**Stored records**
☆ ☆ ☆

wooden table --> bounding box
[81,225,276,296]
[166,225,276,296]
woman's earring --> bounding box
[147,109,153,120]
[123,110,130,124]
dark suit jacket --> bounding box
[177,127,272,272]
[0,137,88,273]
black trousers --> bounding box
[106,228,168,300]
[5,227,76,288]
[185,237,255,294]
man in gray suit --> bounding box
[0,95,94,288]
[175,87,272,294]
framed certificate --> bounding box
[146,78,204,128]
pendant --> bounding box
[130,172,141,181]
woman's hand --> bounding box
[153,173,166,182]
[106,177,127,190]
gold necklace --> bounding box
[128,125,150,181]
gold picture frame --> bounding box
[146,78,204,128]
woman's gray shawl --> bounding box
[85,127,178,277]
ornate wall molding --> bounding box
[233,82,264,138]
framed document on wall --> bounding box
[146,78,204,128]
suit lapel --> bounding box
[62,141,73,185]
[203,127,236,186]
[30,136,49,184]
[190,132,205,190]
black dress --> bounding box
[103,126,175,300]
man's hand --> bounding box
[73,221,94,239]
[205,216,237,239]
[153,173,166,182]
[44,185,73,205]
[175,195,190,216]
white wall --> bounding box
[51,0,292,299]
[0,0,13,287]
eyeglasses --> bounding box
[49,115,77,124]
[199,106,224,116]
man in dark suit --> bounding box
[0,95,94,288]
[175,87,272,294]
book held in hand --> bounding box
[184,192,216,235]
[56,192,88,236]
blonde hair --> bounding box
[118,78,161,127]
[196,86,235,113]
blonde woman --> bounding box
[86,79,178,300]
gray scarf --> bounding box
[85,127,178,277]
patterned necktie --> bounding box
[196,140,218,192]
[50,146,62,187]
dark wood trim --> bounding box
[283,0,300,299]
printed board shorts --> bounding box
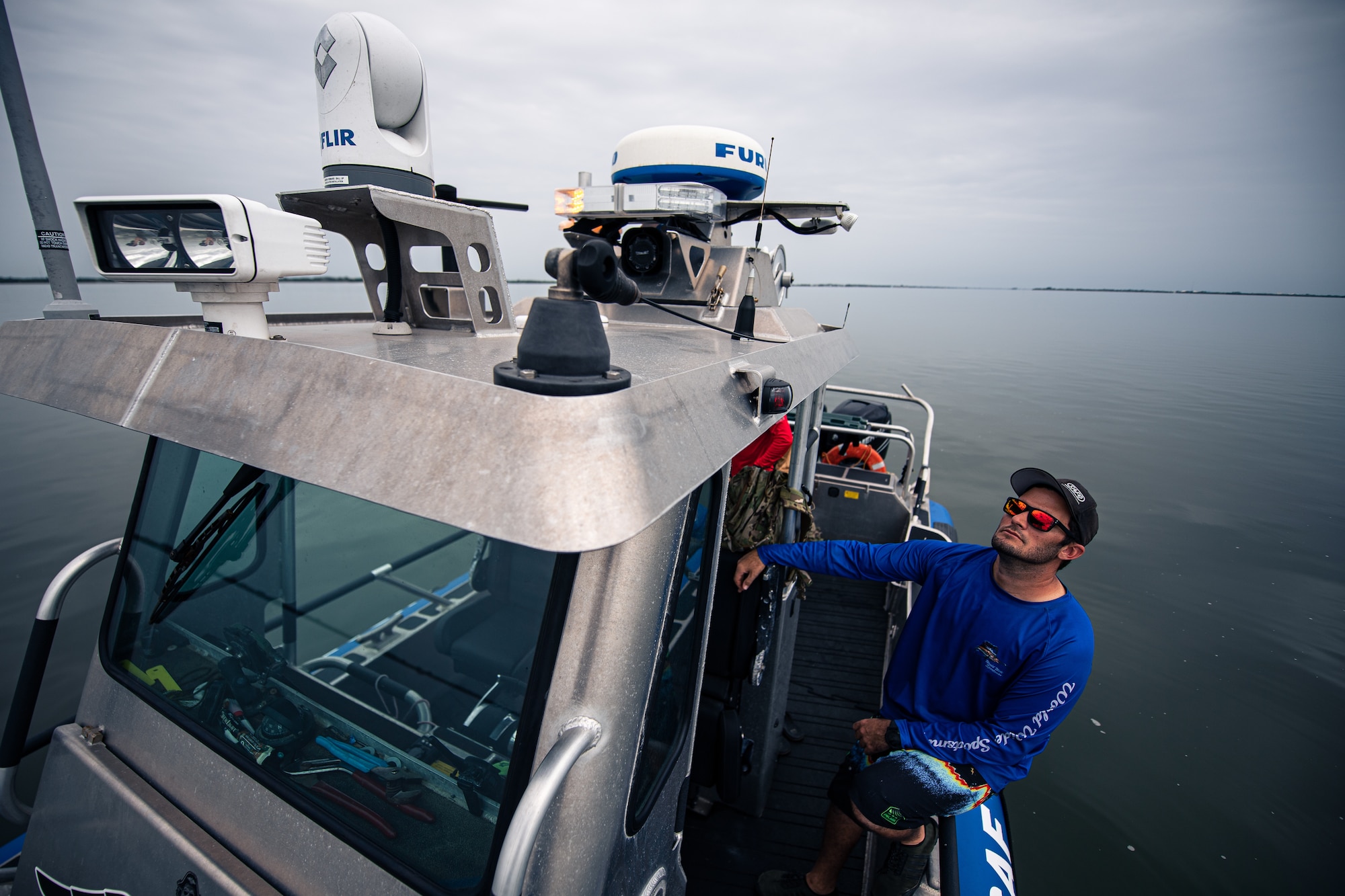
[827,743,994,830]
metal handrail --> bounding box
[827,383,933,510]
[818,423,916,486]
[491,716,603,896]
[0,538,121,825]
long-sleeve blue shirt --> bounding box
[757,541,1093,791]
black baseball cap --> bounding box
[1009,467,1098,545]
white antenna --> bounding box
[752,137,775,249]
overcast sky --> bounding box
[0,0,1345,292]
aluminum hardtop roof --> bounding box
[0,308,855,552]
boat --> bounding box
[0,13,1014,896]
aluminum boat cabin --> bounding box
[0,13,1002,896]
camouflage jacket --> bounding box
[724,467,822,555]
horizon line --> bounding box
[0,277,1345,298]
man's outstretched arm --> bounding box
[733,541,952,591]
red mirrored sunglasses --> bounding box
[1005,498,1073,538]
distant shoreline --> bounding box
[0,277,1345,298]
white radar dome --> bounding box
[612,125,767,199]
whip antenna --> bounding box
[752,137,775,249]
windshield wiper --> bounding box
[149,464,266,624]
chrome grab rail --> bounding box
[0,538,122,825]
[827,383,933,510]
[818,423,916,486]
[491,716,603,896]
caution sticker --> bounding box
[38,230,70,251]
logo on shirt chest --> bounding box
[972,641,1005,678]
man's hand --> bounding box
[851,719,892,756]
[733,548,765,591]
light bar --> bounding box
[75,194,330,282]
[555,186,616,218]
[620,183,729,220]
[555,183,728,220]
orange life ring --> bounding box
[822,442,888,473]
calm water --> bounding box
[0,284,1345,896]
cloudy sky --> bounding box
[0,0,1345,292]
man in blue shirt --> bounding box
[753,467,1098,896]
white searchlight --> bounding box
[313,12,434,196]
[75,194,331,339]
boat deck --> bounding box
[682,576,888,896]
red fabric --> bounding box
[729,417,794,477]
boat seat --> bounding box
[434,538,555,684]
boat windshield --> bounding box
[104,441,573,892]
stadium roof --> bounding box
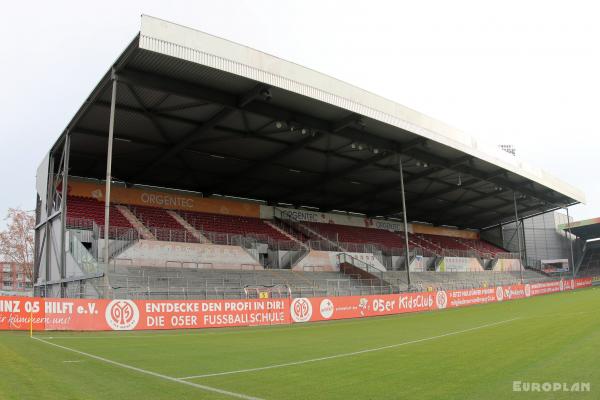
[48,16,585,228]
[558,218,600,240]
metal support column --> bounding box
[104,77,117,282]
[565,206,575,280]
[60,132,71,297]
[513,192,523,284]
[398,154,411,290]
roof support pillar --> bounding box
[104,77,117,294]
[565,206,583,280]
[513,192,525,284]
[398,154,411,291]
[60,131,71,297]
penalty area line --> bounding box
[32,336,263,400]
[177,317,521,380]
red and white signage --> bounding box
[0,278,592,331]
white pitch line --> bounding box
[33,336,263,400]
[177,317,521,380]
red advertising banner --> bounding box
[0,278,592,331]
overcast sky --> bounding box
[0,0,600,223]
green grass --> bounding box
[0,289,600,400]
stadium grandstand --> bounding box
[560,218,600,277]
[34,16,584,299]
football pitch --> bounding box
[0,288,600,400]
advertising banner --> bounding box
[0,297,290,331]
[67,179,260,218]
[0,278,592,331]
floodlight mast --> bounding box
[565,206,575,282]
[398,154,411,290]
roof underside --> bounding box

☆ ☆ ☆

**Stated task**
Collect every line in the items above that contains the word "wall" and list those lines.

**Solution to this exercise**
ornate wall molding --> bounding box
framed document on wall --> bounding box
white wall --> bounding box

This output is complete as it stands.